Set down the records exactly, and omit any image found in them.

BEGIN Data records

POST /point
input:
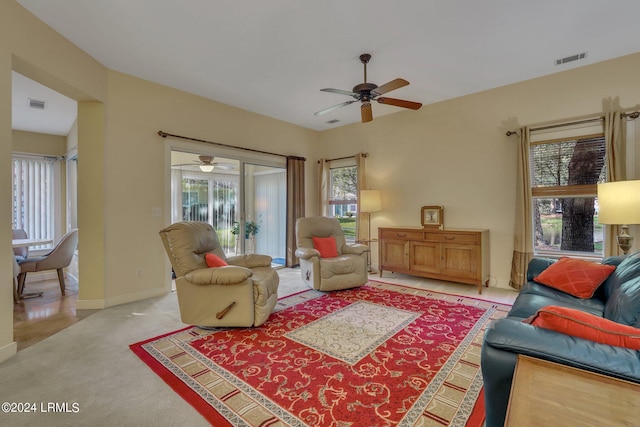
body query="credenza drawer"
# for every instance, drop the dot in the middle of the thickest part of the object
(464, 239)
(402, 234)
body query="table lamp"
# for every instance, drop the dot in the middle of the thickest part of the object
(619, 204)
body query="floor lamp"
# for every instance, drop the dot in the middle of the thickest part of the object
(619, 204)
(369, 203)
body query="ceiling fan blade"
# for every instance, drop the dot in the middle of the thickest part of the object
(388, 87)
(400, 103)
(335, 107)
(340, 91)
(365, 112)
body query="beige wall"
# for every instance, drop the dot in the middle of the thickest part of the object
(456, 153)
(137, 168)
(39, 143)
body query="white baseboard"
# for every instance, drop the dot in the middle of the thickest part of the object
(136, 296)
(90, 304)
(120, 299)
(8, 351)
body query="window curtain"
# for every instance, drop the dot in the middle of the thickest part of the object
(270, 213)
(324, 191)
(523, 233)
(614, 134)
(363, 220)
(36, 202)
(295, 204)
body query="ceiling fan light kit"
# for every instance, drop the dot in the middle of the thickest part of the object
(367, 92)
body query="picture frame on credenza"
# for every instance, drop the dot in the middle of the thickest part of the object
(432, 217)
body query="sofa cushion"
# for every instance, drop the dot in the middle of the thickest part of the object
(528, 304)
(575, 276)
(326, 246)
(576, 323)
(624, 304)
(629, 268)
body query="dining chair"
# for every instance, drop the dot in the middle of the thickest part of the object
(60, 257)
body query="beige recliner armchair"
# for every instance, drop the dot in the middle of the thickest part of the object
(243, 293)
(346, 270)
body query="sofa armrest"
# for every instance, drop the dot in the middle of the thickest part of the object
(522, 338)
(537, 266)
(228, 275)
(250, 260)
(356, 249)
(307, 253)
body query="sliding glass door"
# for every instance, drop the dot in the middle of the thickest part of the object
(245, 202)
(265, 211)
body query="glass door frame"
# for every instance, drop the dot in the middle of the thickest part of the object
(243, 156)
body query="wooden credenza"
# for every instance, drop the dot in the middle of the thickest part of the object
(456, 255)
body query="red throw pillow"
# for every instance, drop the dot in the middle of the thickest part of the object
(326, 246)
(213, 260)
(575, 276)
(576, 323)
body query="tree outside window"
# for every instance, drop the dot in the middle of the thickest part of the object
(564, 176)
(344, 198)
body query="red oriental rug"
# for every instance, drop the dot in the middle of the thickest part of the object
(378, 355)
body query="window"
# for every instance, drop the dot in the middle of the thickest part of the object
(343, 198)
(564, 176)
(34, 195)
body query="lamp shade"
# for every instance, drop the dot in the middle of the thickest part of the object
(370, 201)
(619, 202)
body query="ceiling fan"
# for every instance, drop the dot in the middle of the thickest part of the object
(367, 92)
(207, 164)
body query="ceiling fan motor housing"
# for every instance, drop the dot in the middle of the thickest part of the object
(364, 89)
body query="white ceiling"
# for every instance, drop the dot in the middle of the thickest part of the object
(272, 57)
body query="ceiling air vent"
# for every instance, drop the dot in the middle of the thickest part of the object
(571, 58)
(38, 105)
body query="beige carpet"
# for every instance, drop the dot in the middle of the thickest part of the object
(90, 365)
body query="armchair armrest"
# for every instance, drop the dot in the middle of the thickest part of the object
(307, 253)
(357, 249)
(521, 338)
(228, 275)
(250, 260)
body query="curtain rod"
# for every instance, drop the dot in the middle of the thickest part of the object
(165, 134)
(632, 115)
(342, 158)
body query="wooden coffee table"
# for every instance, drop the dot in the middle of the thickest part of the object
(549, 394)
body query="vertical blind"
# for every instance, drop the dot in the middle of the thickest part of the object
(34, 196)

END Data records

▶ [Response]:
POST /point
input:
body query="credenza drawer"
# for every instance, drop the dot in the middle of the thickest part of the object
(464, 239)
(402, 234)
body query="table lamp"
# for every instance, drop the dot in the middle of the thickest part of the object
(619, 204)
body query="floor lamp"
# for every instance, drop the dot in the middle of the thickest part of the object
(619, 204)
(369, 203)
body query="ceiling fan blade"
# for every instance, drop the dot in the middle of the thickest part of the object
(388, 87)
(400, 103)
(335, 107)
(340, 91)
(365, 112)
body query="beige wall"
# for every instance, drop the dot in the middle of the thickest part of the object
(456, 153)
(137, 168)
(39, 143)
body query="white baseboard"
# for every instance, drop the dot in the middle of the thickest part of the object
(136, 296)
(90, 304)
(120, 299)
(8, 351)
body query="window curtain"
# for every instance, drop the dot in the middle of the thickest part of the object
(270, 213)
(324, 191)
(523, 233)
(614, 134)
(363, 220)
(36, 202)
(295, 204)
body query="ceiling fan light kit"
# for every instance, drop the dot in the middle of the thickest part of the object
(367, 92)
body query="picture frame on credenza"
# for every instance, drop the dot in the middle of the thickest part of the object
(432, 217)
body query="sofa cushion"
# for every instance, drop the dot in the middle of the thickest part of the object
(528, 304)
(575, 276)
(326, 246)
(576, 323)
(624, 304)
(629, 268)
body query="dining chair"
# for every instance, drop the dot in the middle of the thickest part of the object
(60, 257)
body query="beige recliner armchair"
# for every instance, drop the dot in the middle of the thickest part of the object
(243, 293)
(346, 270)
body query="sofa armrest"
# for every instance, drop the dot in the middle of the thickest part of the object
(522, 338)
(537, 266)
(228, 275)
(250, 260)
(356, 249)
(307, 253)
body query="sliding glass door"
# for every instance, drop the dot in the middle of the thickest part of the object
(245, 202)
(265, 211)
body query="glass door frame"
# for every instance, drop the dot in the middle of the thickest part of the object
(243, 156)
body query="wooden credenza"
# for every instance, drop the dot in the middle of the thickest part of the object
(456, 255)
body query="red throw pillow"
# for every instance, drop the dot in the middle of the thickest part of the object
(326, 246)
(213, 260)
(575, 276)
(576, 323)
body query="tree outside window"
# for every instance, drop the dot in the middle of the thickest part of the object
(564, 176)
(344, 198)
body query="red oriental rug"
# for every instance, drop the dot in the middle of the thickest part of the object
(378, 355)
body query="window"
# for every instance, drop the dot in the middle of the thickest part of the object
(343, 198)
(564, 176)
(34, 195)
body query="lamp shade"
# for every instance, drop the dot in the middle of the thickest part of the object
(370, 201)
(619, 202)
body query="ceiling fan"
# for every instance, drop the dot in the middle of the thickest part of the object
(367, 92)
(207, 164)
body query="ceiling fan motor housing"
# for every instance, drop the dot in the middle of the thickest part of the object
(364, 89)
body query="white ceiling"
# for every instance, drop the dot in the middle of the thickest part of the object
(272, 57)
body query="ceiling air vent"
# for every instance, drop the dot in the middle of the thickest part of the object
(571, 58)
(38, 105)
body query="beige carpet"
# for every instance, drop the dot in the middle of the thickest part of the object
(90, 365)
body query="armchair armrest"
# for every instance, drop the dot in the middle of the thickest part of the object
(307, 253)
(357, 249)
(521, 338)
(228, 275)
(250, 260)
body query="curtain rod"
# for every instance, drop the dot in the middle of the thickest part of the object
(165, 134)
(632, 115)
(342, 158)
body query="wooden coffee table"
# for every instance, drop the dot in the middle of the thickest part of the object
(549, 394)
body query="vertical blind"
# for every instance, drop the dot in the middle of the thickest part of the object
(34, 196)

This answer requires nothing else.